Set exercise: Print every item below word for word, leaving out the pictures.

Data records:
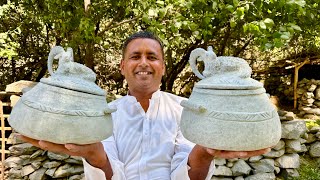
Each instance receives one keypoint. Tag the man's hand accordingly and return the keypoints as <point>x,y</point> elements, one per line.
<point>93,153</point>
<point>200,159</point>
<point>235,154</point>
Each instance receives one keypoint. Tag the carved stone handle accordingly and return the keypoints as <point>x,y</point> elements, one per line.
<point>196,54</point>
<point>194,107</point>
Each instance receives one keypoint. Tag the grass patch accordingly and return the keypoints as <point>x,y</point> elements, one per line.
<point>309,169</point>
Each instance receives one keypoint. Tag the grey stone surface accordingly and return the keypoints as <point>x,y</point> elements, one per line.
<point>255,158</point>
<point>39,114</point>
<point>293,129</point>
<point>57,156</point>
<point>222,171</point>
<point>293,146</point>
<point>279,145</point>
<point>315,149</point>
<point>38,174</point>
<point>273,153</point>
<point>261,176</point>
<point>67,170</point>
<point>24,148</point>
<point>220,161</point>
<point>253,123</point>
<point>288,161</point>
<point>263,166</point>
<point>241,168</point>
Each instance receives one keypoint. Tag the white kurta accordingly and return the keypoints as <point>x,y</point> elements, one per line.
<point>146,145</point>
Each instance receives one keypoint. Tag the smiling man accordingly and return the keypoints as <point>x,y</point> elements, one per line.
<point>147,143</point>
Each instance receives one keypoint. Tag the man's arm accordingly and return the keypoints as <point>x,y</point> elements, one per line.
<point>200,159</point>
<point>93,153</point>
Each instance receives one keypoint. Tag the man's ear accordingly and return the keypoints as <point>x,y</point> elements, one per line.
<point>122,66</point>
<point>164,69</point>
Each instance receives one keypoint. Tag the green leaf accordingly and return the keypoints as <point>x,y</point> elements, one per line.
<point>296,27</point>
<point>235,3</point>
<point>233,23</point>
<point>262,25</point>
<point>285,37</point>
<point>268,21</point>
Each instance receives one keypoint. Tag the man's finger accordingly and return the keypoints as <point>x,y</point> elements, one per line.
<point>28,140</point>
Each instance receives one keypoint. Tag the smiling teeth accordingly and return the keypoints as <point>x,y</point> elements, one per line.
<point>143,73</point>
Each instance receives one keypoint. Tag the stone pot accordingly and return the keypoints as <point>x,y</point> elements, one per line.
<point>228,110</point>
<point>67,107</point>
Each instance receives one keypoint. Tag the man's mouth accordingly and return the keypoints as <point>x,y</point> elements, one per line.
<point>143,73</point>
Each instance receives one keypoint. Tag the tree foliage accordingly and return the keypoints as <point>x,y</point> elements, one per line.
<point>233,27</point>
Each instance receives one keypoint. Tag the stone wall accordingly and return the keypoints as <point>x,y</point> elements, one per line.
<point>308,92</point>
<point>282,160</point>
<point>29,162</point>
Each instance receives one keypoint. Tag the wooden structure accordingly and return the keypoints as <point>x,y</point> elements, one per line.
<point>5,102</point>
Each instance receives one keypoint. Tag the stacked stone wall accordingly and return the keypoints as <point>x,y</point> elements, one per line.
<point>308,92</point>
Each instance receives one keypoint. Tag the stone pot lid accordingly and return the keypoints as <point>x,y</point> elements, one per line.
<point>224,72</point>
<point>71,75</point>
<point>228,83</point>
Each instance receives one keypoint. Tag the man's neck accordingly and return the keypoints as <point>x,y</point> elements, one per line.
<point>143,98</point>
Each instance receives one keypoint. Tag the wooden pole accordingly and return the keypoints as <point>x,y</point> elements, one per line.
<point>3,139</point>
<point>295,83</point>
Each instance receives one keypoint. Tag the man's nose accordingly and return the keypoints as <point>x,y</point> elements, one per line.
<point>144,61</point>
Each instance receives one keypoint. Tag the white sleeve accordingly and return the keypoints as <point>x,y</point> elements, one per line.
<point>93,173</point>
<point>179,163</point>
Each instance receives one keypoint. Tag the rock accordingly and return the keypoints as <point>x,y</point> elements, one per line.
<point>220,161</point>
<point>279,145</point>
<point>26,170</point>
<point>293,146</point>
<point>50,172</point>
<point>37,153</point>
<point>19,85</point>
<point>230,164</point>
<point>221,178</point>
<point>310,116</point>
<point>76,160</point>
<point>314,129</point>
<point>38,174</point>
<point>311,138</point>
<point>293,129</point>
<point>261,176</point>
<point>36,164</point>
<point>15,173</point>
<point>317,93</point>
<point>274,154</point>
<point>13,162</point>
<point>317,103</point>
<point>255,158</point>
<point>263,166</point>
<point>315,149</point>
<point>222,171</point>
<point>289,173</point>
<point>51,164</point>
<point>288,161</point>
<point>77,177</point>
<point>67,170</point>
<point>312,88</point>
<point>290,116</point>
<point>240,168</point>
<point>24,148</point>
<point>57,156</point>
<point>239,178</point>
<point>315,111</point>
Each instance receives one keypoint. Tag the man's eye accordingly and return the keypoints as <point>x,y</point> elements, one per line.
<point>153,58</point>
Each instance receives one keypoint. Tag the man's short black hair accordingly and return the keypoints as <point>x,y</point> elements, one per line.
<point>142,35</point>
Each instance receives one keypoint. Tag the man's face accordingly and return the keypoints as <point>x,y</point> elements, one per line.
<point>143,65</point>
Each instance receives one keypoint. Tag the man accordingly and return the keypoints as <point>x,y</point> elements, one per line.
<point>147,142</point>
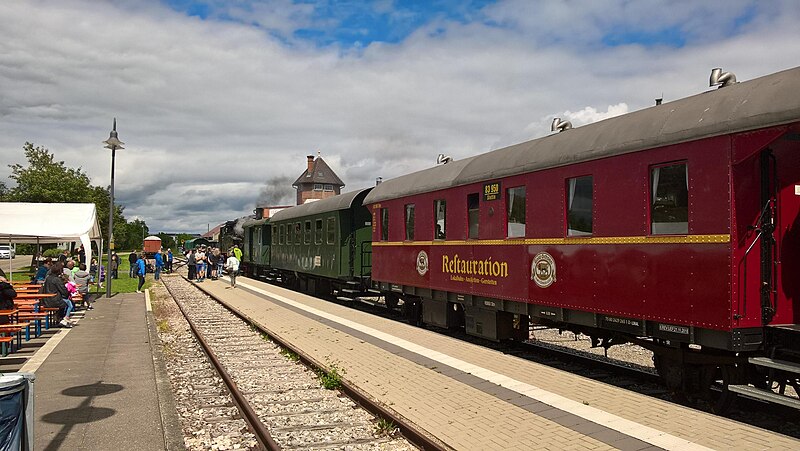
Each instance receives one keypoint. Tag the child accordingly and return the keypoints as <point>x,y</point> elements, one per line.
<point>71,289</point>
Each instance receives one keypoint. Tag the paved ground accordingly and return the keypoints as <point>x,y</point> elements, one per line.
<point>471,397</point>
<point>100,387</point>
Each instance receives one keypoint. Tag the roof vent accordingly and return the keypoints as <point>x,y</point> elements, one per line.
<point>721,78</point>
<point>559,126</point>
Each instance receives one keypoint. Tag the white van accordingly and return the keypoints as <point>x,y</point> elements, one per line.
<point>7,251</point>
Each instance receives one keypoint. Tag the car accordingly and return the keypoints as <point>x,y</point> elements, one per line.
<point>7,251</point>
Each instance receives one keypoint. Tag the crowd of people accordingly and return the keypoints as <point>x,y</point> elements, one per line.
<point>209,262</point>
<point>68,278</point>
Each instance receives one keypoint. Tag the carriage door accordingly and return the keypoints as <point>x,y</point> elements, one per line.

Response to this task:
Each instance receives one keypoint. Tag the man's hand accordingly and return the keypoints as <point>x,y</point> elements, one per line.
<point>93,153</point>
<point>200,159</point>
<point>235,154</point>
Each instance receives one keypoint. Tag the carved stone handle accordingly and return the keypoints as <point>x,y</point> elements, one per line.
<point>196,54</point>
<point>194,107</point>
Each instance receives one keypoint. Tag the grass patch accordingly and return the keypoints as <point>x,y</point> elements, one per line.
<point>309,169</point>
Each instance receives one keypoint. Tag the grey stone surface accordingly and return the keypoints as <point>x,y</point> elements, one per line.
<point>255,158</point>
<point>39,114</point>
<point>293,129</point>
<point>57,156</point>
<point>222,171</point>
<point>293,146</point>
<point>279,145</point>
<point>315,149</point>
<point>38,174</point>
<point>273,153</point>
<point>261,176</point>
<point>67,170</point>
<point>24,148</point>
<point>220,161</point>
<point>253,123</point>
<point>288,161</point>
<point>263,166</point>
<point>241,168</point>
Each instance receives one keypoint. Tag the white kurta accordingly and return the keypoints as <point>x,y</point> elements, one per line.
<point>146,145</point>
Each instance receives one keypoint. Tag the smiling man accordingly and return the keypoints as <point>x,y</point> elements, one per line.
<point>147,143</point>
Each instance receives one keypoint. Tag the man's arm accordingly and return the keypoints as <point>x,y</point> elements, one per line.
<point>200,159</point>
<point>93,153</point>
Each instance receives one keypoint. Tag the man's ear accordingly and return the keypoints as <point>x,y</point> elements, one per line.
<point>122,66</point>
<point>164,69</point>
Each instance receives one keypoint. Tag the green leaf accordingly and return the keypoints as <point>x,y</point> elements, one per line.
<point>296,27</point>
<point>235,3</point>
<point>233,23</point>
<point>262,25</point>
<point>285,37</point>
<point>268,21</point>
Each instance receives one keypoint. Tag the man's finger accordingly and return the keypoints as <point>x,y</point> elements, one per line.
<point>28,140</point>
Each instance receives one keypoint. Tag the smiling teeth accordingly and return the keypoints as <point>x,y</point> elements, one per line.
<point>143,73</point>
Each instance receives one keypoint. Tag the stone pot accordingly and return the keypoints as <point>x,y</point> elements, one per line.
<point>228,110</point>
<point>67,107</point>
Each instance receives one keypoint. Tag the man's mouth accordingly and return the keypoints as <point>x,y</point> elements, one per line.
<point>143,73</point>
Each instance receives one keypoint. Tag the tree foliage accordingly and return the keypoints as <point>x,y</point> elements, one per line.
<point>233,27</point>
Each instance receives one keypoint. Tag the stone wall accordingly and return the keypoints as <point>x,y</point> elements, one per line.
<point>308,92</point>
<point>282,160</point>
<point>29,162</point>
Each instance receives one keypoint. Tag the wooden structure accordingly and return the keypoints as <point>x,y</point> elements, one per line.
<point>5,102</point>
Each instance receives one keypoint. Tag the stacked stone wall accordingly and return the keypoints as <point>x,y</point> elements, one per line.
<point>308,92</point>
Each instance receives one keypoint. Tag the stone pot lid accordingly and return the keypoints as <point>x,y</point> elements, one per line.
<point>224,72</point>
<point>71,75</point>
<point>228,83</point>
Each instance receives one keypoint. Tag the man's neck accordingly and return the keypoints as <point>x,y</point> elements, one per line.
<point>143,98</point>
Each instance receives one keypoint. Tag the wooden pole accordingly and return the keypoints as <point>x,y</point> elements, one per line.
<point>3,139</point>
<point>295,83</point>
Each instance receives one keypoint. Tag the man's nose accordingly and return the keypoints as <point>x,y</point> elements, one per line.
<point>144,61</point>
Each instance receives one keypoint. Tag the white sleeve accordingly and return the keypoints as <point>x,y</point> elements, one per line.
<point>93,173</point>
<point>179,163</point>
Each instance receives one keypoint. Tag the rock accordingly and return the keypoints as <point>x,y</point> elements, one per line.
<point>220,161</point>
<point>279,145</point>
<point>26,170</point>
<point>293,146</point>
<point>50,172</point>
<point>37,153</point>
<point>19,85</point>
<point>230,164</point>
<point>221,178</point>
<point>310,116</point>
<point>76,160</point>
<point>314,129</point>
<point>38,174</point>
<point>311,138</point>
<point>293,129</point>
<point>261,176</point>
<point>36,164</point>
<point>15,173</point>
<point>317,93</point>
<point>274,154</point>
<point>13,162</point>
<point>317,103</point>
<point>255,158</point>
<point>263,166</point>
<point>315,149</point>
<point>222,171</point>
<point>289,173</point>
<point>51,164</point>
<point>288,161</point>
<point>77,177</point>
<point>67,170</point>
<point>312,88</point>
<point>290,116</point>
<point>240,168</point>
<point>24,148</point>
<point>57,156</point>
<point>239,178</point>
<point>315,111</point>
Each instance receives one keypoint. Tag the man's eye accordingly and return the keypoints as <point>x,y</point> elements, one per line.
<point>153,58</point>
Each instance receives one keypoint. Tag the man's short black hair accordingly and return the keypoints as <point>x,y</point> elements, one per line.
<point>142,35</point>
Each instance receives one keypoint. Tag the man's face accordingly and return the keypoints as <point>x,y</point> elements, one per line.
<point>143,65</point>
Each instance receives one keypoint. Tag the man accordingly and return the keypoints as <point>x,y</point> elements, one per line.
<point>147,142</point>
Each instance receives one keypoint. Tag the child accordingly and return the keypoints as <point>x,y</point> elements, one per line.
<point>71,289</point>
Each instance receives one keypoint. Tag the paved ground accordingly and return the keypoints as <point>x,y</point> elements, one per line.
<point>471,397</point>
<point>100,387</point>
Each instance receives one keypoint. Tag the roof vent accordingly and return the keypoints as <point>x,y</point> elements, one per line.
<point>721,78</point>
<point>559,126</point>
Each instance receives one keypoint. Tag the white van accordingly and return the keypoints as <point>x,y</point> elements, one per line.
<point>7,251</point>
Each instance receives one keypoint. Tag the car accordingly and return the keypoints as <point>x,y</point> elements, one per line.
<point>7,251</point>
Each instance receives one keypoint. Tag the crowd of people accordingly and return the keypoints as <point>x,y</point> elements, one per line.
<point>209,262</point>
<point>68,278</point>
Each instance receives one keypoint. Tag the carriage door accordingly and return the keypoints as <point>x,y</point> elements, one per line.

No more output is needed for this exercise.